(Records from a data source)
%%
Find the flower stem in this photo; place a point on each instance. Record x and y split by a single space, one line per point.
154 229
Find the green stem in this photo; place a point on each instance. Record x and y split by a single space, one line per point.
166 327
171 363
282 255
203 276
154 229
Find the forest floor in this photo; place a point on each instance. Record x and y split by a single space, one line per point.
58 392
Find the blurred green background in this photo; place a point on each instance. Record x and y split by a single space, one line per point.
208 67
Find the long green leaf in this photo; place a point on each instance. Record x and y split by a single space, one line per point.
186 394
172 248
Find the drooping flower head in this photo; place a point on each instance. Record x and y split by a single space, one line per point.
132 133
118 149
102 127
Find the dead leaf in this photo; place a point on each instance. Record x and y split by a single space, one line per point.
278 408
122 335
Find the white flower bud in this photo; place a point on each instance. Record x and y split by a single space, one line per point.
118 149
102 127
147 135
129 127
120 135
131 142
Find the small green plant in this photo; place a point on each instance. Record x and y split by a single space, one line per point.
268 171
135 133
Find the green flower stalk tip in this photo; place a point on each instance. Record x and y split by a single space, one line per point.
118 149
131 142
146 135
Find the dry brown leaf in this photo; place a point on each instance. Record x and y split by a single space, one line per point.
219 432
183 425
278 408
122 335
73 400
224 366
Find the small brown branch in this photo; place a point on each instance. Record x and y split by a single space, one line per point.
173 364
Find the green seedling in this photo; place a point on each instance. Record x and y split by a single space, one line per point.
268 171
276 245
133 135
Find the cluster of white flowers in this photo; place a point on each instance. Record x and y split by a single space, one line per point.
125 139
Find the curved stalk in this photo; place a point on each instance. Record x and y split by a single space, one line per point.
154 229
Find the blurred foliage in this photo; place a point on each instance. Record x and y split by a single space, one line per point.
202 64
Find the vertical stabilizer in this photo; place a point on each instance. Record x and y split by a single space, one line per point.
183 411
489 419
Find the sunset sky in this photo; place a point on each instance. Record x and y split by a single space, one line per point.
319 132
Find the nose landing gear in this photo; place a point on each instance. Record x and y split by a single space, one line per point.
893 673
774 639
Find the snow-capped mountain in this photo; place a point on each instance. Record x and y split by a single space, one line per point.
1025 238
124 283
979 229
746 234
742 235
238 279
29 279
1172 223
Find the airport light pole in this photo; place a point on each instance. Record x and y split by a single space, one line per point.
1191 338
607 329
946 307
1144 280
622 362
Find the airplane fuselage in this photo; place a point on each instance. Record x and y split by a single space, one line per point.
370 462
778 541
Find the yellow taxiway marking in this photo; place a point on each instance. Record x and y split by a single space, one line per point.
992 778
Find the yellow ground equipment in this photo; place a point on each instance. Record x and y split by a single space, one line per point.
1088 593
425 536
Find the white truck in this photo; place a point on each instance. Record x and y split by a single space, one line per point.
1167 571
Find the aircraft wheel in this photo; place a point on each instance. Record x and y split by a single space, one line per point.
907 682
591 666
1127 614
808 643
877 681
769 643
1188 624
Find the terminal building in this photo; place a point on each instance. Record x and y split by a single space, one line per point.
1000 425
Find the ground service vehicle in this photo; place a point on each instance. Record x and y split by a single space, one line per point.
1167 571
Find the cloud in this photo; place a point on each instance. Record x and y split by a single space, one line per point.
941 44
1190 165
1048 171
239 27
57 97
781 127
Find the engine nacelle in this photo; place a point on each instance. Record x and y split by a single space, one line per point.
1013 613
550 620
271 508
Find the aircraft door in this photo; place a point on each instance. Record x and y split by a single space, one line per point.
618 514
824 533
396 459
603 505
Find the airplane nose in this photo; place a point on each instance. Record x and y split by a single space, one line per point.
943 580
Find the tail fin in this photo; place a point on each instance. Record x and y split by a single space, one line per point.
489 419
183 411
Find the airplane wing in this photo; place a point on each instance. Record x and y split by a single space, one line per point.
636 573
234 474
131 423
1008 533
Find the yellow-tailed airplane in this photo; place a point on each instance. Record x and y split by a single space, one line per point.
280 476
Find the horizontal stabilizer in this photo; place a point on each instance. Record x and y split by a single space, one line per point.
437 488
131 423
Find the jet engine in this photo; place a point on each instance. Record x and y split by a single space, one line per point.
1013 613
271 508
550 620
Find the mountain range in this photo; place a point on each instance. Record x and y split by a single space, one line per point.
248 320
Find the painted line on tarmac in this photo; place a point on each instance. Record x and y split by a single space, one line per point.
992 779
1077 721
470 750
%%
* _Exercise aim_
Print every entry exactly as it appears.

* _Expected output_
Find the flower stem in this photo; place a point on each instance. Record x and y split by a single space, one line per point.
154 229
Find the green stem in this photo; place a point on each instance. Record x and y split by a single space, one line per point.
166 327
171 363
282 255
203 276
154 229
Find the forest floor in this photo; place a point on each instance. Record x and y split by a single space, one line per point.
58 392
Find the blurred green background in this photo; place a point on each instance. Record x and y split by a single space, one line per point.
208 67
Find the long green leaf in this photo; place a point on each instance. Record x and y split by a single space, one line per point.
186 394
172 248
Find the drooping flower head in this photo; place a point on each instance. Record x and y split by a single space, one line per point.
132 133
118 149
102 127
Find the dead leaf in this photo; place a point on each instance. Record x and y split by a single space, one line per point.
278 408
122 335
Find the white flower bud in this photo; place a point on each instance. Record x and y split by a single space, one line per point.
118 149
102 127
147 135
129 127
120 135
131 142
Find the small green plant in this photo; place a point on each instance. Record x and y split by a single space, one line per point.
268 171
135 133
Find the green flower stalk tip in this photo; place a point on each instance. Record x and y split by a single space, one line per point.
118 149
131 142
146 135
Find the dry brown leaf in this photo; place a point on each instance. Record x and y split by a single space, one line per point.
219 432
183 425
278 408
122 335
73 400
224 366
Find the small brown branch in this photo; place a point on each instance. Record x and y split by a single space, one line per point.
173 364
Find the green seedling in this photo; place a point on each instance. Record x and y split by a single space, one line per point.
268 171
276 245
133 135
Find the cluster of white flowers in this photo; place a point on each instance. Record x and y split by a single space, one line per point.
125 139
Find the curved stalk in this photo; place a point on each instance. Record x and y split by a single space, one line per point.
154 229
Find the blurred foliage in this photo; place a point on each instance. Record x and y split by a single space, one line per point.
202 64
Find the vertical stabilizer in this photo; place a point on each instance. Record x and y split by a single space, one line per point.
183 411
489 419
Find the sunset sky in this photo; place a point on each instance. Record x and y split by a single space, one line per point.
319 132
Find the nose landing gear in this photo; place a point on each instance. Record x and y split by a single space, one line per point.
893 673
774 639
Find the snow-capped mountain in this photo; place a point on each instance. Record x and y split by a single space, one line per point.
1025 238
124 283
979 229
746 234
742 235
238 279
29 279
1172 223
Find the airport light pole in this photo; place a point on each instance. Record x and y split by a single space, one line per point.
1191 338
607 329
946 307
1144 280
622 362
Find the airplane fuselage in this photo; place a point on each instance. Record x and y split by a single space, one line per point.
370 462
778 541
Find the yellow taxiway marking in this photo; place a point on each instance. Record x and y split by a single space, one line per point.
992 778
Find the yellow ground equipment in this photo; place a point on each instance. Record x and y split by a single space, one line per point.
1088 593
425 536
Find the white truck in this photo; place a point on each instance. Record x and y split by a single space, one line per point.
1167 571
Find the aircraft wheel in this photo; place a point on each instance. Record x and y split by a single space, one line per point.
907 682
591 666
1127 614
808 643
877 681
769 643
1188 624
Find the terminal building in this photo; place a point on each instance. Record x and y split by a single space, one line per point.
1000 425
Find the ground service vehicle in this photo; place a point on each instance. Record x and y split by a single space, one line per point.
1167 571
Find the cloud in this photo; place a point on each instance. Record x and y split by a single space, one line per point.
941 44
1190 165
1048 171
239 27
57 97
781 127
Find the engine nacelle in this photo; place a point on each instance. Record x and y split by a single space, one line per point.
1013 613
550 620
271 508
Find the aircraft door in this photo; place a point on each instance. Record x and y split by a single space, one line per point.
618 514
824 533
396 459
603 505
Find the airplane nose in this photo; place a point on each instance. Record x and y split by a single space, one line per point.
943 580
Find the tail fin in this photo; place a point on each instance. Record x and y split by a single space, one line per point.
489 419
183 411
Find the airplane wing in this photo; place a point on each instance. Record x and y split by a single space, one line per point.
636 573
234 474
131 423
1008 533
Find the yellow-tailed airplane in this photo; place a point on each instance. Record x and y split by a single space, one line per point.
280 476
Find the horizontal stabilizer in this photo; place a point on each instance. Record x and y split by a single space, one line per point.
437 488
131 423
Find the jet engine in this photo; place a point on each instance. Record x and y split by a single space, one line per point.
1013 613
271 508
550 620
Find the mountain range in this photo; place a point on each instance. Record x and y split by a single space, one line per point.
248 320
Find the painted line on tarmac in this photo; place a point on each instance. Record x and y split by a single space, one line per point.
992 779
1077 721
470 750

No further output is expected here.